● **WORK TO COMPLETE**: Could you reproduce all of the data below word for word, line by line?

— START OF MATERIAL FOR THIS TASK —

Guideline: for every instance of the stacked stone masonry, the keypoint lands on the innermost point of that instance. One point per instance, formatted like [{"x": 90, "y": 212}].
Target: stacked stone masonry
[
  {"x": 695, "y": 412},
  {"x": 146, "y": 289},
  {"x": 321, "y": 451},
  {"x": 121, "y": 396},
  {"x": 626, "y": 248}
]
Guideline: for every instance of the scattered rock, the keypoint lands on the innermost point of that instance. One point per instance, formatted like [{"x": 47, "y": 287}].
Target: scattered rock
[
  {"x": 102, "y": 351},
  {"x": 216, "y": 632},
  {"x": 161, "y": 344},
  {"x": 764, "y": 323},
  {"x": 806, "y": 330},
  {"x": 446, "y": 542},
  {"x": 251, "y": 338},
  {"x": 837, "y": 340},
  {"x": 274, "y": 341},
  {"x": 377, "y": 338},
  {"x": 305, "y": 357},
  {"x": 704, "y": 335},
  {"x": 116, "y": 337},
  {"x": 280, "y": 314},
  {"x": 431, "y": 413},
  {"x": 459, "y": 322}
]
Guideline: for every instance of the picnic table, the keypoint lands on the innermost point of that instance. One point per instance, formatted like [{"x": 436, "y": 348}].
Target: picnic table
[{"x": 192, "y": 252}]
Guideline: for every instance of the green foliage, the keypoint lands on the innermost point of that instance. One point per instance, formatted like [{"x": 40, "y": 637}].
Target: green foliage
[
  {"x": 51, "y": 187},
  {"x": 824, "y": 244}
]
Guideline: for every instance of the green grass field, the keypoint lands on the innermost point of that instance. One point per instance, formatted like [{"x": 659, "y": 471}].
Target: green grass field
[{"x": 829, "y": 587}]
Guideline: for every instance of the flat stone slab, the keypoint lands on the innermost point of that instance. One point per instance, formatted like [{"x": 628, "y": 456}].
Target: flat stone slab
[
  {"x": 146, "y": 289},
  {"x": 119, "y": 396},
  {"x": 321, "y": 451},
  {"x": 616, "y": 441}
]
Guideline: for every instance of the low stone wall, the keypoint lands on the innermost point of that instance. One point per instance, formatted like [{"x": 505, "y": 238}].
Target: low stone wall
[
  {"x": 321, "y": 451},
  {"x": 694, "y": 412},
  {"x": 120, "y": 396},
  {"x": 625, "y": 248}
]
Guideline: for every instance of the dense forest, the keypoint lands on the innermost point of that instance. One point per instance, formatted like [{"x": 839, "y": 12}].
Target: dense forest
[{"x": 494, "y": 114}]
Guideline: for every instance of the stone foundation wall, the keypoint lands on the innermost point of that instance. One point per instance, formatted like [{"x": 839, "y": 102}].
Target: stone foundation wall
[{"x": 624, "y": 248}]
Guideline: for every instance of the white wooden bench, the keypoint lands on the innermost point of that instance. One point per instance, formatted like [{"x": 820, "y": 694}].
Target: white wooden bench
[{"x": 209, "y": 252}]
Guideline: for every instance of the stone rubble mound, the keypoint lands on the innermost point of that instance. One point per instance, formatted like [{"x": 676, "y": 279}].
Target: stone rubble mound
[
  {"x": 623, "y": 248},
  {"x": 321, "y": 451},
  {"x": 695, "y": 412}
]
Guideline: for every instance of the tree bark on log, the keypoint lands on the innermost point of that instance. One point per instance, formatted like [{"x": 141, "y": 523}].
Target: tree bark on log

— END OF MATERIAL FOR THIS TASK —

● **SOLUTION FOR THIS PROBLEM**:
Guideline: for every instance of the stacked stone masonry, the keypoint lands on the innermost point of that instance. One point per instance, formatted like [{"x": 90, "y": 212}].
Target: stacked stone masonry
[
  {"x": 695, "y": 412},
  {"x": 146, "y": 289},
  {"x": 321, "y": 451},
  {"x": 121, "y": 396},
  {"x": 626, "y": 248}
]
Guideline: for every instance of the scattered rock, the keypoint lands on the innermost point of that instance. One point per instance, formatted like [{"x": 47, "y": 287}].
Target: scattered rock
[
  {"x": 102, "y": 351},
  {"x": 216, "y": 632},
  {"x": 161, "y": 344},
  {"x": 764, "y": 323},
  {"x": 806, "y": 330},
  {"x": 446, "y": 542},
  {"x": 251, "y": 338},
  {"x": 837, "y": 340},
  {"x": 274, "y": 341},
  {"x": 377, "y": 338},
  {"x": 305, "y": 357},
  {"x": 704, "y": 335},
  {"x": 116, "y": 337},
  {"x": 280, "y": 314},
  {"x": 431, "y": 413},
  {"x": 459, "y": 322}
]
Guideline: for every instance of the picnic table, the keypoint lands on the innermost point of that instance. One point per instance, formatted like [{"x": 436, "y": 348}].
Target: picnic table
[{"x": 192, "y": 252}]
Guideline: for every instance of the green foliage, the keypoint lands on the innermost point of that instance. One point per instance, formatted like [{"x": 40, "y": 637}].
Target: green foliage
[
  {"x": 51, "y": 187},
  {"x": 824, "y": 244}
]
Guideline: for every instance of the green grass field, the keypoint lands on the innermost point of that instance. One point per instance, formatted like [{"x": 659, "y": 471}].
Target: green grass field
[{"x": 829, "y": 587}]
Guideline: for every instance of the flat stone slab, the keypoint lands on the innermost point of that instance. One point per instance, formatted like [{"x": 628, "y": 456}].
Target: flat stone slab
[
  {"x": 146, "y": 289},
  {"x": 119, "y": 396},
  {"x": 321, "y": 451},
  {"x": 616, "y": 441}
]
Guideline: for every instance of the low stone wall, the keypoint lands on the innermost point of that instance. One point per instance, formatted like [{"x": 505, "y": 238}].
Target: low stone wall
[
  {"x": 321, "y": 451},
  {"x": 694, "y": 412},
  {"x": 120, "y": 396},
  {"x": 625, "y": 248}
]
Guideline: for every instance of the dense forest, the keypoint lands on the innermost point of that instance. One point per instance, formatted like [{"x": 839, "y": 12}].
Target: dense forest
[{"x": 494, "y": 114}]
Guideline: for every instance of the stone foundation wall, the keypoint lands on the innermost point of that instance. One point per instance, formatted like [{"x": 839, "y": 102}].
Target: stone foundation wall
[{"x": 624, "y": 248}]
Guideline: for every instance of the white wooden bench, the keypoint lands on the innermost point of that instance. One point per instance, formatted like [{"x": 820, "y": 694}].
Target: white wooden bench
[{"x": 209, "y": 252}]
Guideline: for every instance of the stone rubble mound, the keypoint lands on the innermost point of that instance. One point per instance, formatted like [{"x": 676, "y": 279}].
Target: stone rubble mound
[
  {"x": 623, "y": 248},
  {"x": 321, "y": 451},
  {"x": 695, "y": 412}
]
Guideline: for every instance of the tree bark on log, the keypoint lands on the innermost point of that instance. One point per instance, formatted like [{"x": 141, "y": 523}].
Target: tree bark on log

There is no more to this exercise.